= Passage to read =
■ ■ ■ ■

At some point tomorrow the elected members of Britain’s House of Commons will come together and vote on whether or not to take military action in the area that used to be a country called Syria against the extremist group, Daesh, that have been holding territory there for more than the last two years. In the wake of the Paris attacks for which Daesh claimed responsibility the world’s focus has shifted to this issue with more intensity than ever before, certainly from the Western media narrative’s point of view. Unfortunately, though, as with any topical issue, social media provides an outlet for a series of increasingly vehement and unthinking expressions of opinion. It is genuinely saddening to witness the speed with which some are willing to jump to often quite adversarial conclusions, and the paucity of research on which they are willing to base them. If the seriousness of this situation demands anything of us, surely it should be the most careful and detailed levels of contemplation, the removal of sensationalist rhetoric and the respect of dissenting opinion. That some of us appear to be failing so miserably is a damning indictment of our collective ability to offer an appropriate level of intellectual honesty.
The reason I take such exception to the recent round of not-debate is that this is an issue I’m passionate about. It’s one I’ve read endlessly on, invested thousands of hours into learning about. It’s in a region I care deeply for, it’s a problem I give a shit about and it’s a discussion I’m invested in. I’m not claiming to be an expert or to have a more innovative solution than anyone else but I am saying I understand the complexities and details of the Syrian conflict, and the regional situation more widely, just about as well as any layman. And I haven’t got a fucking clue which way I’d vote if I was an MP. More importantly, 95% of the arguments I’ve seen people make to back up the deliriously strong opinions they seem to have had for the last three and a half minutes on the topic demonstrably fail to tackle the dilemma in any of that complexity and with any understanding of the deeper issues at hand. My issue isn’t with a divergence of opinion, it’s with such a forceful and disrespectful one seemingly based on so little data gathering.
The vote that will take place this week is one with loud, worthwhile and legitimate arguments on both sides of the line. That Jeremy Corbyn’s Labour MPs will be allowed a free vote is a commendable action that speaks to this very truth. Corbyn, it must be said, despite the predictable vitriol of his enemies in old media, has handled the entire situation with a sensitivity and sense of purpose that should be applauded. His views on the topics at hand are, and have been for some time, quite clear. Corbyn is as close to a pacifist as you’re likely to get in 21st century politics and it’s hard to envisage a scenario in which he would condone military action. That this arguably puts him in a category with 1930s Chamberlain is enough fodder for his opponents, but the fact that he has consistently respected the legitimate concerns on both side of this debate and accepted the need to allow his MPs to vote according to their conscience should reflect well on him in the eyes of every serious political observer, regardless of ideological persuasion. David Cameron’s description tonight of those who oppose the motion as “terrorist sympathisers” is an understandable political ploy designed to shore up his own base. That he felt content to lower himself to it, though, should do nothing but detract from his own political image and capital.

■ ■ ■ ■

= Goal 1 =
Summarize the essay on the Syria vote in two sentences.
The essay on the Syria vote bears no relation to the listing that follows it.

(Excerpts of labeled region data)
■ ■ ■ ■

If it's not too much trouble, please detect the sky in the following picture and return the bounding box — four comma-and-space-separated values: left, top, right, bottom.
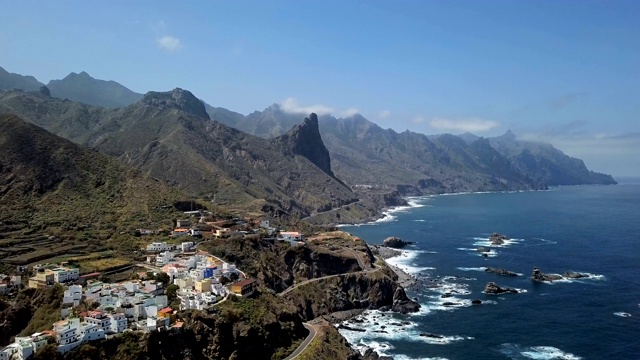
0, 0, 640, 176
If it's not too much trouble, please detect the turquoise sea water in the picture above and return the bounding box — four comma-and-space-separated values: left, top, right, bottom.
341, 183, 640, 360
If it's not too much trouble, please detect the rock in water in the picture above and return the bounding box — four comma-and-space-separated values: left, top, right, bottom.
391, 286, 420, 314
382, 236, 413, 249
531, 267, 562, 282
489, 233, 509, 245
484, 282, 518, 294
562, 271, 589, 279
484, 267, 518, 276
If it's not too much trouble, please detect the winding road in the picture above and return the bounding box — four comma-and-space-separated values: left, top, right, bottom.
284, 323, 318, 360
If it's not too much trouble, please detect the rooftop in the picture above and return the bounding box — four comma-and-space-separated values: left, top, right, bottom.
231, 279, 256, 286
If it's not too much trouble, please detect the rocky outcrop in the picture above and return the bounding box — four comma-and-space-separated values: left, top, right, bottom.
489, 233, 509, 245
276, 113, 335, 177
531, 267, 562, 282
484, 267, 518, 276
382, 236, 413, 249
484, 282, 518, 295
562, 271, 589, 279
531, 267, 590, 282
140, 88, 210, 120
141, 295, 308, 360
391, 286, 420, 314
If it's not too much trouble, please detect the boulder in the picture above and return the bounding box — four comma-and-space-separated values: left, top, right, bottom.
338, 324, 367, 332
531, 267, 562, 282
562, 271, 589, 279
489, 233, 509, 245
484, 267, 518, 276
484, 282, 518, 294
391, 286, 420, 314
382, 236, 413, 249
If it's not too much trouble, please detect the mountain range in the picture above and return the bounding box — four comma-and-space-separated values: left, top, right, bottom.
0, 68, 615, 223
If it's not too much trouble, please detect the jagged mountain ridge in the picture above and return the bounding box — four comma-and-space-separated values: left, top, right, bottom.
0, 67, 44, 91
0, 115, 185, 239
0, 89, 375, 221
1, 67, 615, 200
212, 104, 615, 191
47, 71, 142, 108
489, 130, 616, 185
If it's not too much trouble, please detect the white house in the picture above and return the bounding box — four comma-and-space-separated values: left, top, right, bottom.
0, 333, 49, 360
84, 311, 111, 332
107, 314, 128, 334
62, 285, 82, 306
156, 251, 173, 265
147, 241, 172, 251
180, 241, 194, 252
52, 267, 80, 283
280, 231, 302, 241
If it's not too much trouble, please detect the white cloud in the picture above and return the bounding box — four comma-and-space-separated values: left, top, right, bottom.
429, 118, 500, 133
156, 35, 182, 52
518, 131, 640, 177
378, 110, 391, 119
280, 97, 360, 117
338, 108, 360, 117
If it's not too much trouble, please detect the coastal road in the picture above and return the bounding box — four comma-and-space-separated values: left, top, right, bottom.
278, 248, 380, 296
284, 323, 318, 360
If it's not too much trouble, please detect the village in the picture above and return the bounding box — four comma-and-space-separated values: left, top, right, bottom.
0, 211, 304, 360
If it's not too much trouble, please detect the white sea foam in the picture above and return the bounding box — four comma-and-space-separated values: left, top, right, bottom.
339, 306, 473, 359
500, 344, 581, 360
482, 288, 527, 295
457, 267, 487, 271
473, 237, 524, 247
613, 311, 631, 317
358, 197, 428, 226
542, 271, 607, 285
386, 249, 435, 275
458, 248, 499, 257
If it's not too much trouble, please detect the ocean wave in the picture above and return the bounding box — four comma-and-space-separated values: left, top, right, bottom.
385, 249, 435, 275
338, 310, 473, 358
393, 354, 449, 360
457, 266, 487, 271
473, 237, 524, 248
500, 343, 581, 360
542, 271, 607, 285
613, 311, 631, 317
458, 248, 499, 257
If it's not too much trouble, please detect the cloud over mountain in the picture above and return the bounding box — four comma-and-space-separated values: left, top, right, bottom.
429, 117, 500, 133
156, 35, 182, 52
279, 97, 360, 117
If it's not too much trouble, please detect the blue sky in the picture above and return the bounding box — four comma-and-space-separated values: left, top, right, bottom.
0, 0, 640, 176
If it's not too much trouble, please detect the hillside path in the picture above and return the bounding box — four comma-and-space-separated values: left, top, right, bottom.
284, 323, 318, 360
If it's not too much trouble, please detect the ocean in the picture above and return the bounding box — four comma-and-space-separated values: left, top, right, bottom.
340, 182, 640, 360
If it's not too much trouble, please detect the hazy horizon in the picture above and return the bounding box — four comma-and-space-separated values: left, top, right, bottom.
0, 0, 640, 177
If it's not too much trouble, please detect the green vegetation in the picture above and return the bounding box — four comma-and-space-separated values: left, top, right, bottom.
297, 321, 356, 360
0, 115, 185, 266
0, 285, 64, 346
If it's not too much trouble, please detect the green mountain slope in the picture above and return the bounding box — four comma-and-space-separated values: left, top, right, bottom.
0, 67, 44, 91
0, 89, 374, 221
47, 71, 142, 108
490, 131, 616, 185
0, 115, 185, 263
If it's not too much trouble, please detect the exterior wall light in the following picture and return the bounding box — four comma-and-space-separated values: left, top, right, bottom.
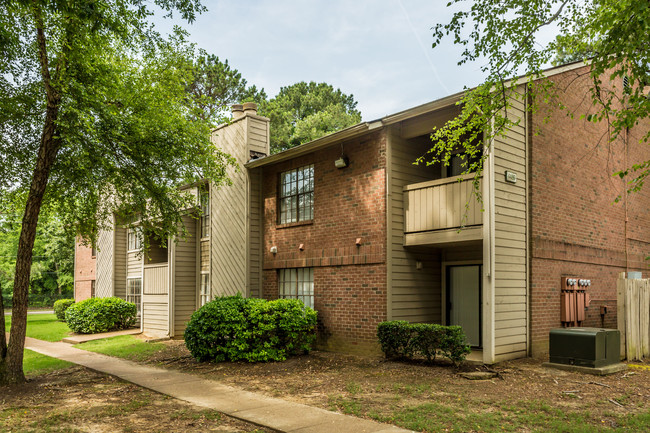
334, 155, 350, 168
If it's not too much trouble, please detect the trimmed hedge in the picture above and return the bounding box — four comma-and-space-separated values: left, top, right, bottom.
377, 320, 471, 364
185, 295, 316, 362
54, 299, 74, 322
65, 297, 137, 334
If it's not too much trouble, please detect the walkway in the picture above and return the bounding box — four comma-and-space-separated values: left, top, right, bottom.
25, 338, 408, 433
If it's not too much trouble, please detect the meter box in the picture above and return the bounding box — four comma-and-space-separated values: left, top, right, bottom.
549, 328, 621, 368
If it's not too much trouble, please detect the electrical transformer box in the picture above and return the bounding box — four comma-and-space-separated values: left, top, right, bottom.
549, 328, 621, 368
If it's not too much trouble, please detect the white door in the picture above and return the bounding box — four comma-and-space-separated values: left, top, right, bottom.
447, 265, 481, 347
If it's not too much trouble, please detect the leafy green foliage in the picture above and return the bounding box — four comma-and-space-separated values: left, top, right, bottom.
377, 320, 471, 364
187, 51, 266, 125
65, 297, 137, 334
185, 295, 316, 362
0, 213, 74, 306
54, 299, 74, 322
260, 81, 361, 153
428, 0, 650, 195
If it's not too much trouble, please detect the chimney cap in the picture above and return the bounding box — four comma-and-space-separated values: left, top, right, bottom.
231, 104, 244, 119
243, 102, 257, 115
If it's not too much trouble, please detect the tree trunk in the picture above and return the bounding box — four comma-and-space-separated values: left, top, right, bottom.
0, 7, 65, 384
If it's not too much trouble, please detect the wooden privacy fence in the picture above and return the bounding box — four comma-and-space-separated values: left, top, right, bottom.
616, 272, 650, 360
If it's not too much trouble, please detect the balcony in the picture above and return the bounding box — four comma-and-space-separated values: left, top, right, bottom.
142, 262, 169, 295
404, 176, 483, 246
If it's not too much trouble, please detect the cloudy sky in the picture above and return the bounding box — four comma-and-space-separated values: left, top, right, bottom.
156, 0, 481, 120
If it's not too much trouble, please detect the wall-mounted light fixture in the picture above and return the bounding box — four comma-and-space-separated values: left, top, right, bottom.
334, 143, 350, 168
334, 155, 350, 168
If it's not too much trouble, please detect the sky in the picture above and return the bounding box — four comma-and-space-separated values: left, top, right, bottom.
154, 0, 481, 121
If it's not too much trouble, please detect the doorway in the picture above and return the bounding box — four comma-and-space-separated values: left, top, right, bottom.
446, 265, 482, 348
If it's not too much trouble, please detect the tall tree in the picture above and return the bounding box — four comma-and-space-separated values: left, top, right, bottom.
260, 81, 361, 153
421, 0, 650, 190
0, 0, 231, 383
188, 51, 266, 125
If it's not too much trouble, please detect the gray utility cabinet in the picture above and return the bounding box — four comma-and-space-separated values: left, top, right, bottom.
549, 328, 621, 368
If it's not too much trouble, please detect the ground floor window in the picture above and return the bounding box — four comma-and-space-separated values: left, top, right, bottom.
278, 268, 314, 308
126, 278, 142, 318
199, 274, 210, 307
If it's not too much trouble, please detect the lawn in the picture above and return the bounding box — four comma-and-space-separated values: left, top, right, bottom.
139, 340, 650, 433
5, 314, 71, 341
75, 335, 165, 361
23, 349, 72, 376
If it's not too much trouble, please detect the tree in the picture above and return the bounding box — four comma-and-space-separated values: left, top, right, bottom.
188, 51, 266, 126
420, 0, 650, 191
260, 81, 361, 153
0, 0, 232, 384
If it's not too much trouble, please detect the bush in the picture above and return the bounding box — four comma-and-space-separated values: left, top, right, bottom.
185, 295, 316, 362
377, 320, 471, 364
54, 299, 74, 322
65, 298, 137, 334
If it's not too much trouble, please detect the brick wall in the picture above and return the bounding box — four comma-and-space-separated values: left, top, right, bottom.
263, 128, 386, 352
74, 242, 97, 302
529, 68, 650, 356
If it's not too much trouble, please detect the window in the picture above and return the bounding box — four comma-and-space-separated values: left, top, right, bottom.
126, 278, 142, 318
199, 274, 210, 307
279, 164, 314, 224
201, 191, 210, 238
278, 268, 314, 308
126, 227, 142, 251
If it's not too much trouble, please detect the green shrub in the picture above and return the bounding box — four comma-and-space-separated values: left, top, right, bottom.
65, 298, 137, 334
54, 299, 74, 322
185, 295, 316, 362
377, 320, 471, 364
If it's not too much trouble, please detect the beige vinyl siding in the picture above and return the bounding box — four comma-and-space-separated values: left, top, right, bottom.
494, 89, 528, 360
200, 239, 210, 272
142, 302, 169, 334
126, 251, 143, 277
248, 169, 263, 298
142, 263, 169, 295
113, 226, 126, 299
210, 118, 250, 298
173, 215, 198, 336
386, 123, 442, 323
95, 226, 114, 298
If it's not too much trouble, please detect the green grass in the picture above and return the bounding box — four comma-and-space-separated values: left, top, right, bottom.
23, 349, 72, 376
75, 335, 165, 361
5, 314, 71, 341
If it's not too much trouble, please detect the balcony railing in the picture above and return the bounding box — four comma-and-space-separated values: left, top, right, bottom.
404, 175, 483, 243
142, 263, 169, 295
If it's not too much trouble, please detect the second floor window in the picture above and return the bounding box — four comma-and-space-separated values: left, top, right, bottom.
126, 228, 142, 251
201, 191, 210, 238
279, 164, 314, 224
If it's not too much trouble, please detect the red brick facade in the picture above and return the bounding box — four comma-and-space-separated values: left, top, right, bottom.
263, 129, 386, 351
529, 68, 650, 355
74, 242, 97, 302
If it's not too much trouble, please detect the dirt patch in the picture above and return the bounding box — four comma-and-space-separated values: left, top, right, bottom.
0, 367, 268, 433
147, 340, 650, 430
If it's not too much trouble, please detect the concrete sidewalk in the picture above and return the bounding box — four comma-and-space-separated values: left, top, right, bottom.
25, 338, 408, 433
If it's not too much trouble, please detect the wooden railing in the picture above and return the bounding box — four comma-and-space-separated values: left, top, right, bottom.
142, 263, 169, 295
404, 175, 483, 233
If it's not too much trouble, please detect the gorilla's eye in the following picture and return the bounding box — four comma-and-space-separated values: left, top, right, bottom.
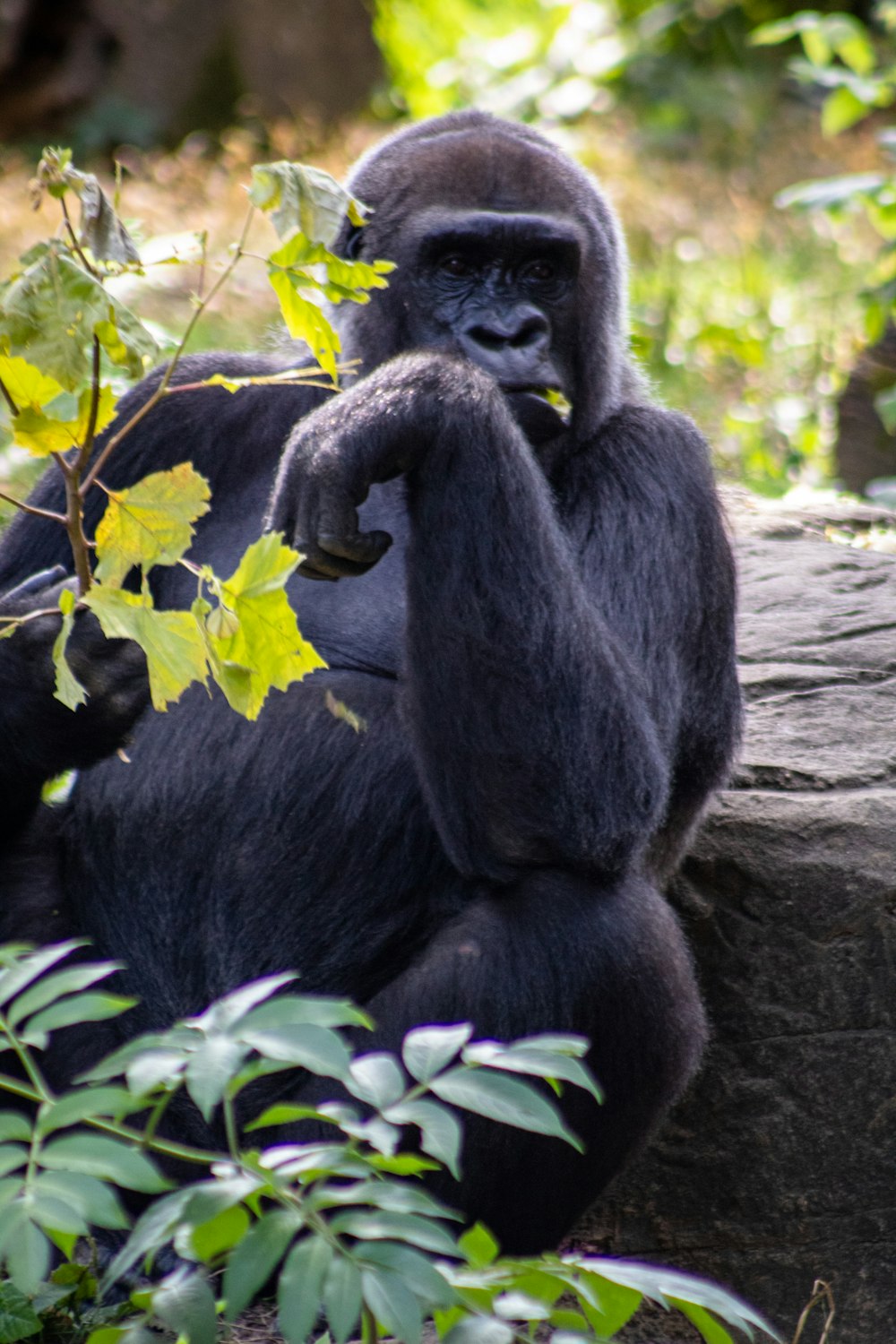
522, 258, 557, 281
439, 253, 476, 280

■ ■ ■ ■

= Goal 2 =
Write out the lines of the listing between the line holding "If it's not too much trouble, please detect the trimmed" and the line holding "243, 102, 257, 115", inclusive.

= Full output 1 =
Ahead of the Commons vote on military action against Daesh in Syria, the author, who has studied the conflict at length, condemns the hasty, poorly researched and disrespectful opinions expressed on social media and admits to being unsure how to vote if an MP. Seeing legitimate arguments on both sides, the author praises Jeremy Corbyn for granting Labour MPs a free vote and faults David Cameron for calling opponents of the motion "terrorist sympathisers."

= Full output 2 =
If it's not too much trouble, please detect the trimmed hedge in the picture above and return the bounding box — four comma-and-space-separated values: left, top, right, bottom.
377, 320, 471, 364
185, 295, 316, 362
54, 299, 74, 322
65, 297, 137, 334
If it's not too much trouble, please detect the walkway in the picture above and return the bounding box — four comma-and-space-separated values: left, top, right, bottom.
25, 338, 408, 433
If it's not too much trouble, please detect the meter box in the picture above and return the bounding box — four comma-and-space-separated values: left, top, right, bottom.
549, 328, 621, 368
If it's not too much trouble, please detect the electrical transformer box in the picture above and return the bounding box — four comma-and-space-separated values: left, top, right, bottom.
549, 328, 621, 368
If it's not too much trouble, please detect the white door in the picture above and return the bounding box — four comma-and-space-separated values: left, top, right, bottom.
447, 265, 481, 347
If it's not too much trouble, please detect the leafy green foliage in the picture above and return the bounding box — four comma-and-space-separated values: left, top, right, bottom.
377, 320, 471, 364
187, 51, 266, 125
65, 297, 137, 334
185, 295, 316, 362
0, 213, 74, 306
54, 299, 74, 322
260, 81, 361, 153
428, 0, 650, 195
If it's not too much trouble, please detect the chimney cap in the picture above and return the bounding box — four comma-and-space-separated values: left, top, right, bottom.
231, 104, 244, 119
243, 102, 257, 115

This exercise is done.